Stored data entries
__________

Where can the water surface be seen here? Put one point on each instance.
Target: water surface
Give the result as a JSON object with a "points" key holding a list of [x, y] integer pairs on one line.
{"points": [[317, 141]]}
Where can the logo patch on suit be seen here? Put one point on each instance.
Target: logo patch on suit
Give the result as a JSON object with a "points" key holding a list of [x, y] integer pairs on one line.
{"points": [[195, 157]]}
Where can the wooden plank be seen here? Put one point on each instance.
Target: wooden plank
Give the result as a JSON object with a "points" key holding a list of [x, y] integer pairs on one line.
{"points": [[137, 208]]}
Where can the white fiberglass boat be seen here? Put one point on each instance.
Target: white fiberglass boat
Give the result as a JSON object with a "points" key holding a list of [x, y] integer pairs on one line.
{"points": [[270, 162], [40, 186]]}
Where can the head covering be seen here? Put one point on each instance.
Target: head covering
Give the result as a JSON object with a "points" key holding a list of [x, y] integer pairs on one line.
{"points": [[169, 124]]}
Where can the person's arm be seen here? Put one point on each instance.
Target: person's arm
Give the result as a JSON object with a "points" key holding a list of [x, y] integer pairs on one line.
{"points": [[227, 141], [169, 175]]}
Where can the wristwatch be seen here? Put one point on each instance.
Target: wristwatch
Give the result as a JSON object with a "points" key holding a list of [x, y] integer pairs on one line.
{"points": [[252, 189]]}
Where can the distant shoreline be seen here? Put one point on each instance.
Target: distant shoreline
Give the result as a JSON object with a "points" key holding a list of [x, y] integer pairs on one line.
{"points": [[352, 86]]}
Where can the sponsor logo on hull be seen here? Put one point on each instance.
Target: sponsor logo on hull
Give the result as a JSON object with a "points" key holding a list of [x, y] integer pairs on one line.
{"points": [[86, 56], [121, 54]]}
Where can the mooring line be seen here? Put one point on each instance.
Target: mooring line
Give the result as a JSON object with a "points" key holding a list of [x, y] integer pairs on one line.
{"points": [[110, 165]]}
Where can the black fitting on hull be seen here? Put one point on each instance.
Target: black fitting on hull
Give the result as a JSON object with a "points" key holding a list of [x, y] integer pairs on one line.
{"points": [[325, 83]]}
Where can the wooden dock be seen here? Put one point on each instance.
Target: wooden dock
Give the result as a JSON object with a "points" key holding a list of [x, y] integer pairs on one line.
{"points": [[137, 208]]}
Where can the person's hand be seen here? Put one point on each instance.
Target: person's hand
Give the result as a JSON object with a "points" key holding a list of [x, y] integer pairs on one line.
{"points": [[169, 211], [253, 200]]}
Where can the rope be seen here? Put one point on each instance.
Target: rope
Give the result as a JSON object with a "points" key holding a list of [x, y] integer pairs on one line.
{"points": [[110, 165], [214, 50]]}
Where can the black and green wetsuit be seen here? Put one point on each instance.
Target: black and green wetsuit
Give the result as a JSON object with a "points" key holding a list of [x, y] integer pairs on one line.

__________

Give the count of lines in the data above that hold the string "covering", with no additional words.

→ SOLUTION TO THIS PROBLEM:
2